### [YOUR OBJECTIVE]
From the first line to the last, set down the data exactly as given.

(AVAILABLE DATA Opens)

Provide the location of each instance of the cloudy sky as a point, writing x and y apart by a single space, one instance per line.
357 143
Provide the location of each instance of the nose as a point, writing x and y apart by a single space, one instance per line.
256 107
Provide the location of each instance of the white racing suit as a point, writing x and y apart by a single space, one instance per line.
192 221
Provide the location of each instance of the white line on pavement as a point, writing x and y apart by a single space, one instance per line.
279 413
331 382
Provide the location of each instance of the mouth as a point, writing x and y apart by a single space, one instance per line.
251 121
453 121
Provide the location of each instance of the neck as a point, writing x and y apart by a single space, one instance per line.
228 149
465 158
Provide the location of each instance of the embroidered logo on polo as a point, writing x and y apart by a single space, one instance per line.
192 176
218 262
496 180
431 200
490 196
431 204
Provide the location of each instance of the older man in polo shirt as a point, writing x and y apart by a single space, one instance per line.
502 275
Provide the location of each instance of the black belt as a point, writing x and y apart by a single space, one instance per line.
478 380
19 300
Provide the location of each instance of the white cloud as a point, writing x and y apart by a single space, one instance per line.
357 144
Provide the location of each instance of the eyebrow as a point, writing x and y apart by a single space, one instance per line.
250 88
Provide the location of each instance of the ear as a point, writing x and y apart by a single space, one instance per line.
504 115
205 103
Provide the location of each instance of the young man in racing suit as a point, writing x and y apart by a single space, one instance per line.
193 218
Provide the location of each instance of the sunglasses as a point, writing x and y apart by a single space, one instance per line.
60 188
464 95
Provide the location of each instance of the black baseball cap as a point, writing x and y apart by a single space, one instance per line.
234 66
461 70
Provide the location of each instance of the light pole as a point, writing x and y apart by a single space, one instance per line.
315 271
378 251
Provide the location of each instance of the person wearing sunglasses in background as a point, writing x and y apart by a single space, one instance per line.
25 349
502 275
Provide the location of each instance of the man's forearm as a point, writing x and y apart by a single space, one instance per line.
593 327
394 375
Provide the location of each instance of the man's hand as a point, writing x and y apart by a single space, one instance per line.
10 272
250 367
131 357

(AVAILABLE DATA Closes)

### [TASK ANSWER]
Provide the location of each instance of the cloudy sky as a point, writing x and y apart by a single space, one instance per line.
357 143
Provide the location of each instance of the nose as a point, writing x and y apart by a single space, one instance per line.
256 107
Provide the location of each instance of the white racing suit as a point, writing x and y apart by a single space, one instance per line.
192 221
Provide the location of each instance of the white line on pavement as a point, writing x and y apart by a single space, one instance per line.
279 413
331 382
Provide the location of each instance of the mouth as a point, writing x and y apart by a single space, one instance per line.
251 121
453 121
Provide the location of each instance of the neck as a point, writing x and y apart by a single space, one instance per line.
228 149
465 158
Provide the location of each instance of the embroidered logo on polo as a point, writing x and y apart by a single space, one instance per line.
192 176
218 262
496 180
431 200
490 196
431 204
Provide the location of each instance of the older man in polo shirt as a point, writing x and y apart by a single space, one instance per line.
502 275
Provide the location of each instance of the black belt as a point, writing x and y apart by a single space, one instance per line.
478 380
19 300
Provide the location of each instance of the white cloud as a point, writing x and y apart by a single space, one instance per line.
357 144
Provide the location of each instance of the eyebrow as a point, writing x and y apart by a single space, one instance per line.
250 88
Provide the location of each instance of the ear as a point, writing x and y apart by a single space, one instance per line.
504 115
205 103
Provide the location of each instance of the young man in racing suit as a point, writing x and y apart by a single space, one instance per line.
193 218
Provide the location of each instance of the sunglasses as a point, writing x and y apart by a single space, one instance per line.
60 188
464 95
Provide the location of each instance of the black baseball cap as a point, writing x and y apart by a single space, one instance per line.
234 66
461 70
Provide the location of each instance of the light pole as a point, writing x and y apart by a single space, one instance per line.
315 271
378 251
Provide the location of each instance of the person wearing sunglasses in background as a point, writing x and y apart by a single space, one instance per line.
25 349
502 275
Provide the location of each instance of the man's forearm as a point, writing x and y apart by a single space, one instance per line.
593 327
394 375
Provide the location of each instance of the man's hand as a point, writing x and y apart by a single space, one instance per line.
10 272
250 367
131 357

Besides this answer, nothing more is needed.